Given instruction 1 →
Count the lines in the rows that contain the string "yellow", matching case exactly, and reply with only that number.

Extracted text →

The
Slow-Photography Movement
What
is the point of taking pictures?
By Tim Wu
On a recent trip
to Israel, I spent some time in the old city of Jerusalem, watching
people take photos. It was, on the whole, a fascinating spectacle, one
that reminded me of dogs marking their territory. Men and women would
approach, say, Jesus' tomb, quickly turn their gaze to the back of their
cameras, take a few flash photos, and move on. What struck me was just
how like a reflex the whole process was; the act of photography had
become almost entirely unconscious.
I don't begrudge
the natural desire to take holiday or party pictures. But I'm interested
in how much our relationship with photography has become like our attitude
to food and so much else: Speed has gained ascendance over everything.
Today's cameras are remarkable devices. It is easy to take hundreds
or even a thousand photos in a single day. I don't know how you'd count,
but I suspect that as many photos have been taken over the last decade
as in all of human history preceding.
But while taking
photos has become a way to mark almost any moment, there is often an
unnoticed tradeoff. Photography is so easy that the camera threatens
to replace the eyeball. Our cameras are so advanced that looking at
what you are photographing has become strictly optional. To my surprise,
no monument I saw in Israel could compete with the back of the camera.

Given entries →
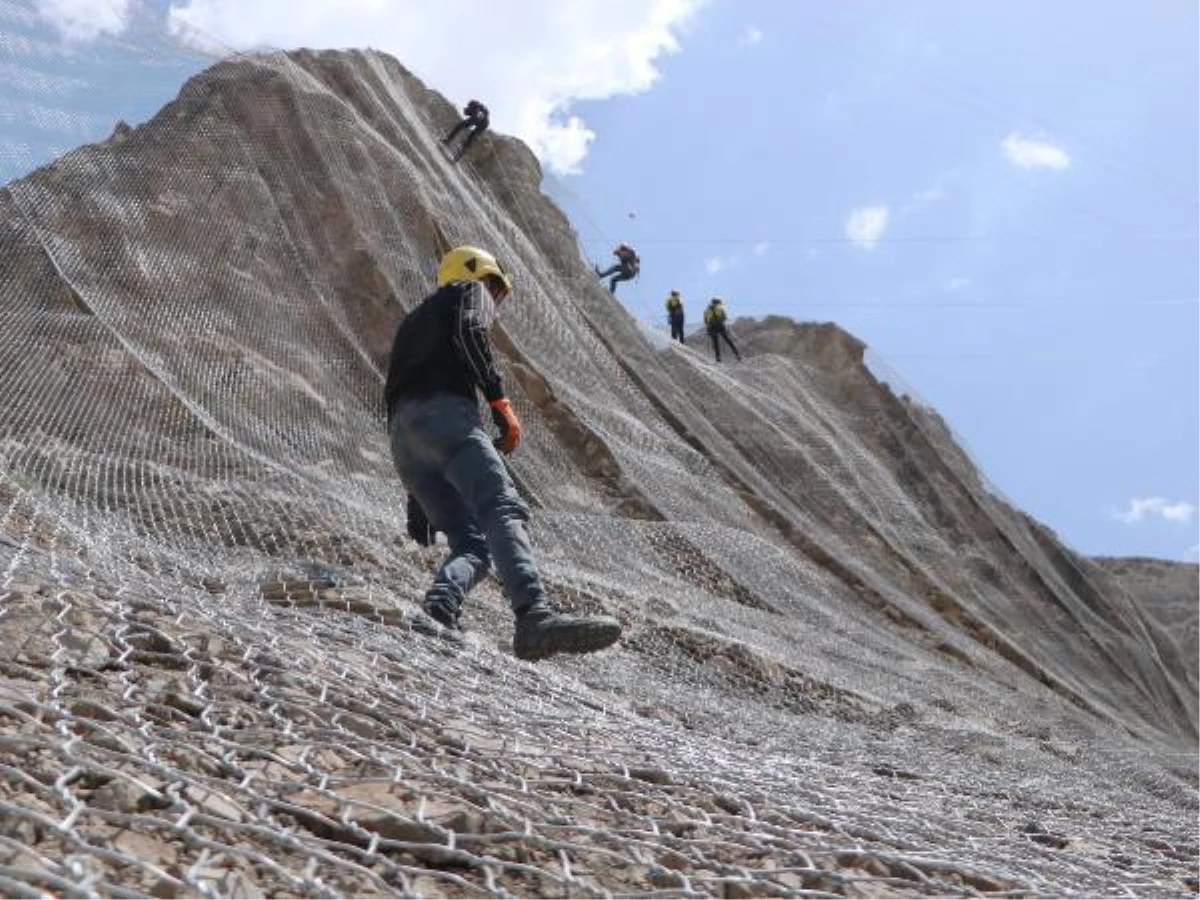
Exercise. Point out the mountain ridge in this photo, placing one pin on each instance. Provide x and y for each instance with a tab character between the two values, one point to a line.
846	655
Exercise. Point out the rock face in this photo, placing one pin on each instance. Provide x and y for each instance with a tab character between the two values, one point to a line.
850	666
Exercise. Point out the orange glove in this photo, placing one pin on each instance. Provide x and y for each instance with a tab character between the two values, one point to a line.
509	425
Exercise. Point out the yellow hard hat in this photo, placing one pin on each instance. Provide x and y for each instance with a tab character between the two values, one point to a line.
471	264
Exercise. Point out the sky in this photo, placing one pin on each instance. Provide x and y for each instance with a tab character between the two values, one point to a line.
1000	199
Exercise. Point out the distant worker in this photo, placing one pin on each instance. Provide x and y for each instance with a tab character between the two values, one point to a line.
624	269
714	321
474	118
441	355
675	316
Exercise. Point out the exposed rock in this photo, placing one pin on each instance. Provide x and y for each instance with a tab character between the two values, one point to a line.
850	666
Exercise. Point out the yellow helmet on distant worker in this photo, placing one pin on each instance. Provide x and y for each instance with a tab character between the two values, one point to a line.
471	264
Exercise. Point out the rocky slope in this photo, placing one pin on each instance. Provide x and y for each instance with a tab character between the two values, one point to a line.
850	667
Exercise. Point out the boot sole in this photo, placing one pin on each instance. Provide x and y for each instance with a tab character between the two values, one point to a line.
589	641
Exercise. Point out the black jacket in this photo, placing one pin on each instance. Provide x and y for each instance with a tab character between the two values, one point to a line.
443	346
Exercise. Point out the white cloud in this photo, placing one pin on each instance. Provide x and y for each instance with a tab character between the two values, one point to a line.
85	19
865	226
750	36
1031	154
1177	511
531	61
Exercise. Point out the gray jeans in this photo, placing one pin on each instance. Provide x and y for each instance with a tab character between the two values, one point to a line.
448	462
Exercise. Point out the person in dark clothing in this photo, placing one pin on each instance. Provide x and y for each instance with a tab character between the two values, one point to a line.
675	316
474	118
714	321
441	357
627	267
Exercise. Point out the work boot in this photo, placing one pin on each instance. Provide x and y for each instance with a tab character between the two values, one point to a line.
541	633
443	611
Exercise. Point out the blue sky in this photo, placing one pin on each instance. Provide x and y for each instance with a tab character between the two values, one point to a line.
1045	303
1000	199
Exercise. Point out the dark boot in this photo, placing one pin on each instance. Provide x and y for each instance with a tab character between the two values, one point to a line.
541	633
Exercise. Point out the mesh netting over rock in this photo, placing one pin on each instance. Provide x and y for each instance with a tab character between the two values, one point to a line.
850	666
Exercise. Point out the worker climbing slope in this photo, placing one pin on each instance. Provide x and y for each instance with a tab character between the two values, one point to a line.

Given instruction 2 →
Extend the essay on the slow-photography movement, picking up right after its final sentence.

Task output 1 →
2

Task output 2 →
What gets lost is the idea that photography might force you to spend
time looking at what is in front of you, noticing what you might otherwise
ignore.
All this has spawned
a rebellion that I consider myself part of: Call it the slow-photography
movement.
I am not a professional
photographer, nor even a particularly talented amateur. It's a waste of
time trying to lecture anyone on why they should take "better"
photographs. Nonetheless, it is worth asking: What is the point of taking
pictures? And what, if anything, is being lost in the culture of fast
photography?
For most people,
including me, photography is most often about documentation or record-keeping.
It is about taking a photograph as an effort to grab a moment as it
rushes by, to stage a tiny revolt against the tyranny of time. That's
why traditionally we photograph at moments you might think of as scarce.
Few people photograph their daily commute, but most of us only go to
high-school prom onceor maybe twice. A baby soon becomes a child,
but humans look vaguely middle-aged for decades.
But if photography
was once for special occasions, today we have an astonishing ability
to document every passing moment. That can, of course, be a lot of fun.
If nothing else, the whole world now knows that you really do look different
after a few drinks. But the ease of photography has also spawned an
ambition to create a record of our lives that is roughly as long as
our lives. If some primitives once supposedly feared that photography
would steal their souls, today we fear that to fail to photograph is
to lose something forever. But fighting time is a losing battle. The
effort to record everything is vain and soon starts to feel empty.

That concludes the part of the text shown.